**AIM**
Transcribe the material below exactly as it appears.

begin

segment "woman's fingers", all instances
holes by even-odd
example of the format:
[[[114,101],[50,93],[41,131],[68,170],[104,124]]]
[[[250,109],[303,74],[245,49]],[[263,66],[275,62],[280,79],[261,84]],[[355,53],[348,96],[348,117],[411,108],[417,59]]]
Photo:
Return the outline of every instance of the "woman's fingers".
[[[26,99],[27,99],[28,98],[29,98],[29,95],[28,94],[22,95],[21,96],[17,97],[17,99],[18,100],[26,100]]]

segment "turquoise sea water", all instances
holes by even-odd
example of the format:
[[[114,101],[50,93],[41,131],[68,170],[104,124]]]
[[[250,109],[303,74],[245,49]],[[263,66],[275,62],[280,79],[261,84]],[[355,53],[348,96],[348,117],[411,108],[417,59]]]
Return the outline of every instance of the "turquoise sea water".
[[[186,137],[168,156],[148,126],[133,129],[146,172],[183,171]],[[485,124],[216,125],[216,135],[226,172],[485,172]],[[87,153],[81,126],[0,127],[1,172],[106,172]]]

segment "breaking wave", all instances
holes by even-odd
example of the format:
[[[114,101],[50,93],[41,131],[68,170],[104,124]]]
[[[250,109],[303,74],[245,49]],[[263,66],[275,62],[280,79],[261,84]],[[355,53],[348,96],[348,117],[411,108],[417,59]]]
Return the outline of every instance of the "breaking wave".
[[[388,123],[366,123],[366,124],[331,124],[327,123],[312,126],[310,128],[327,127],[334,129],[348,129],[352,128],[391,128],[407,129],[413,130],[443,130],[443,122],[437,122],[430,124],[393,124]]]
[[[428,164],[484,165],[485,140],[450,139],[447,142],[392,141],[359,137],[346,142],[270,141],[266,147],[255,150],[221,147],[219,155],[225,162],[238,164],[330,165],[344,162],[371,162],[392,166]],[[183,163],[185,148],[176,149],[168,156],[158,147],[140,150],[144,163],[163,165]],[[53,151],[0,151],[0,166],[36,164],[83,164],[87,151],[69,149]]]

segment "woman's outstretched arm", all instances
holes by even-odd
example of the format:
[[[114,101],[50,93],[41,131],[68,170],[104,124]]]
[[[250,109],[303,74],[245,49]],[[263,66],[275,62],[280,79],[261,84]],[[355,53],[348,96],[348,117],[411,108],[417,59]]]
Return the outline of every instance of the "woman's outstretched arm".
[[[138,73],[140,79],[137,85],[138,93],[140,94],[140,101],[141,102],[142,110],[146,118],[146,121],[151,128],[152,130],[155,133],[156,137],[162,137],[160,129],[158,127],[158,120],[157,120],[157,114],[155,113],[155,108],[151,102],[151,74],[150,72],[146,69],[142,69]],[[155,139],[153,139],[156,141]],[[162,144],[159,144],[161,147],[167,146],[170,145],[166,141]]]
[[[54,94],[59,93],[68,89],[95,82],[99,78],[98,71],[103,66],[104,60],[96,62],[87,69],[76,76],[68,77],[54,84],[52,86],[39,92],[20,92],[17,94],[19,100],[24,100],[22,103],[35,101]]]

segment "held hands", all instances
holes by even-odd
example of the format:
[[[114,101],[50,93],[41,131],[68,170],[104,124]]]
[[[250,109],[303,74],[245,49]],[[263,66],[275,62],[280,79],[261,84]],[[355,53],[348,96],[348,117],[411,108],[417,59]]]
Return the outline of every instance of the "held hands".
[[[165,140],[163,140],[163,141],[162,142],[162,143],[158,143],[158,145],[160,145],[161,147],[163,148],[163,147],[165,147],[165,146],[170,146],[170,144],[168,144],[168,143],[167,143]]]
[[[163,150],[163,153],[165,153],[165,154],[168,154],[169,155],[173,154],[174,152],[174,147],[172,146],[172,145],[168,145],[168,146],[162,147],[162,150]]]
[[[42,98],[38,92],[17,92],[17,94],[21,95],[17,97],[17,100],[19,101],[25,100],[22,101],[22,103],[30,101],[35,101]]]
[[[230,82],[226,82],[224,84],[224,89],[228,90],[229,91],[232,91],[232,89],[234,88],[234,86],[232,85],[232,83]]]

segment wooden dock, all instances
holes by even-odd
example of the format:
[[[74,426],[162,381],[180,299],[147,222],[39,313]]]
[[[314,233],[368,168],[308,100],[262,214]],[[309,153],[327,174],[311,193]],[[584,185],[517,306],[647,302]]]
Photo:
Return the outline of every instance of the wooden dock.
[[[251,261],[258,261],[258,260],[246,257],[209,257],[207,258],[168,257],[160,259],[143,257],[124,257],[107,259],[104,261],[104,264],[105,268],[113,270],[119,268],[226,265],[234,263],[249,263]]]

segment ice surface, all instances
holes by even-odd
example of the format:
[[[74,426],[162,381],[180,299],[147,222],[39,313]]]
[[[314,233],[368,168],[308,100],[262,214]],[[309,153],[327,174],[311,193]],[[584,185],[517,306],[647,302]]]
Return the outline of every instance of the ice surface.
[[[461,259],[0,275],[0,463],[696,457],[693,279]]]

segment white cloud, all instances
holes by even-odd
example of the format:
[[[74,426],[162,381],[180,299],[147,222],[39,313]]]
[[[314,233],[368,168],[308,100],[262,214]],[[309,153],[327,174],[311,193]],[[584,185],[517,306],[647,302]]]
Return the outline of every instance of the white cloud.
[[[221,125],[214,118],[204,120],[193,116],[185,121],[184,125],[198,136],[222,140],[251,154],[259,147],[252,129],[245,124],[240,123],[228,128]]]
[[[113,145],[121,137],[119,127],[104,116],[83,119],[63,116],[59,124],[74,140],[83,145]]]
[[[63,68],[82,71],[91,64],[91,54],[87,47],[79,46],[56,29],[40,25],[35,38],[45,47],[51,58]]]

end

**FULL OUTPUT**
segment "woman's fingers", all instances
holes by even-odd
example of the format:
[[[114,101],[50,93],[41,131],[68,170],[104,124]]]
[[[250,109],[303,74],[245,49]],[[263,66],[275,62],[280,79],[261,84]],[[355,53],[348,96],[348,117],[411,108],[417,59]]]
Photo:
Return the outline of every instance of the "woman's fingers".
[[[26,99],[27,99],[28,98],[29,98],[29,95],[28,94],[22,95],[21,96],[17,97],[17,99],[18,100],[26,100]]]

segment "turquoise sea water", all instances
holes by even-odd
example of the format:
[[[114,101],[50,93],[41,131],[68,170],[104,124]]]
[[[250,109],[303,74],[245,49]],[[263,66],[275,62],[280,79],[261,84]],[[355,53],[348,96],[348,117],[411,108],[417,59]]]
Return the outline of every instance of the "turquoise sea water".
[[[186,137],[168,156],[148,126],[133,129],[146,172],[183,171]],[[485,124],[216,125],[216,135],[226,172],[485,172]],[[87,153],[81,126],[0,127],[1,172],[106,172]]]

segment "breaking wave", all instances
holes by even-odd
example of the format:
[[[114,101],[50,93],[41,131],[68,170],[104,124]]]
[[[250,109],[303,74],[245,49]],[[263,66],[275,62],[280,79],[261,84]],[[355,53],[348,96],[348,117],[411,108],[417,59]]]
Return the outline of every instance of the "breaking wave".
[[[388,123],[366,123],[366,124],[331,124],[327,123],[312,126],[310,128],[327,127],[334,129],[348,129],[352,128],[391,128],[407,129],[413,130],[443,130],[443,122],[437,122],[430,124],[393,124]]]
[[[428,164],[484,165],[485,140],[450,139],[447,142],[392,141],[359,137],[346,142],[270,141],[266,147],[255,150],[221,147],[219,155],[225,162],[238,164],[330,165],[344,162],[371,162],[392,166]],[[183,163],[185,148],[176,149],[168,156],[158,147],[140,150],[144,163],[163,165]],[[53,151],[0,151],[0,166],[36,164],[83,164],[87,151],[69,149]]]

segment "woman's outstretched arm", all instances
holes by even-odd
example of the format:
[[[114,101],[50,93],[41,131],[68,170],[104,124]]]
[[[250,109],[303,74],[245,49]],[[263,66],[275,62],[280,79],[261,84]],[[355,53],[348,96],[348,117],[411,108],[417,59]]]
Return the outline of every instance of the "woman's outstretched arm".
[[[138,73],[140,79],[137,85],[138,93],[140,94],[140,101],[141,102],[142,110],[146,118],[146,121],[151,128],[152,130],[155,133],[156,137],[162,137],[160,129],[158,127],[158,120],[157,120],[157,114],[155,113],[155,108],[151,102],[151,74],[150,72],[146,69],[142,69]],[[155,139],[153,139],[156,141]],[[162,144],[159,144],[161,147],[167,146],[170,145],[166,141]]]
[[[54,94],[59,93],[68,89],[95,82],[99,78],[98,71],[103,66],[104,60],[96,62],[87,69],[76,76],[68,77],[54,84],[52,86],[39,92],[20,92],[17,94],[19,100],[24,100],[22,103],[35,101]]]

segment "held hands", all instances
holes by even-odd
example of the format:
[[[114,101],[50,93],[41,131],[68,170],[104,124]]]
[[[250,109],[303,74],[245,49]],[[263,66],[275,62],[280,79],[261,84]],[[355,53],[348,96],[348,117],[411,108],[417,59]]]
Return the outline of every instance of the "held hands".
[[[165,140],[163,140],[163,141],[162,142],[162,143],[158,143],[158,145],[160,145],[161,147],[163,148],[163,147],[165,147],[165,146],[170,146],[170,144],[168,144],[168,143],[167,143]]]
[[[163,150],[163,153],[165,153],[165,154],[168,154],[169,155],[173,154],[174,152],[174,147],[172,146],[172,145],[168,145],[168,146],[162,147],[162,150]]]
[[[42,98],[38,92],[17,92],[17,94],[21,95],[17,97],[17,100],[19,101],[25,100],[22,101],[22,103],[30,101],[35,101]]]
[[[230,82],[226,82],[224,84],[224,89],[228,90],[229,91],[232,91],[232,89],[234,88],[234,86],[232,85],[232,83]]]

segment wooden dock, all instances
holes by even-odd
example of the format:
[[[74,426],[162,381],[180,299],[147,222],[39,313]]]
[[[314,233],[368,168],[308,100],[262,214]],[[309,153],[327,174],[311,193]],[[584,185],[517,306],[647,302]]]
Photo:
Return the outline of every instance of the wooden dock.
[[[251,261],[258,261],[258,260],[246,257],[209,257],[207,258],[168,257],[160,259],[143,257],[124,257],[107,259],[104,261],[104,264],[105,268],[113,270],[119,268],[226,265],[234,263],[249,263]]]

segment ice surface, all instances
holes by even-odd
example of the format:
[[[74,426],[162,381],[180,299],[147,222],[39,313]]]
[[[314,233],[368,168],[308,100],[262,214]],[[309,153],[327,174],[311,193]],[[584,185],[517,306],[647,302]]]
Return the outline of every instance of the ice surface.
[[[461,259],[0,275],[0,463],[696,457],[693,279]]]

segment white cloud, all instances
holes by even-odd
example of the format:
[[[74,426],[162,381],[180,299],[147,222],[39,313]]]
[[[314,233],[368,168],[308,100],[262,214]],[[309,153],[327,174],[311,193]],[[584,185],[517,306],[647,302]]]
Return the outline of every instance of the white cloud.
[[[221,125],[214,118],[204,120],[193,116],[185,121],[184,125],[198,136],[222,140],[251,154],[259,147],[252,129],[245,124],[240,123],[228,128]]]
[[[113,145],[121,137],[119,127],[104,116],[83,119],[63,116],[59,124],[74,140],[83,145]]]
[[[63,68],[82,71],[91,64],[91,54],[87,47],[79,46],[56,29],[40,25],[35,38],[45,47],[51,58]]]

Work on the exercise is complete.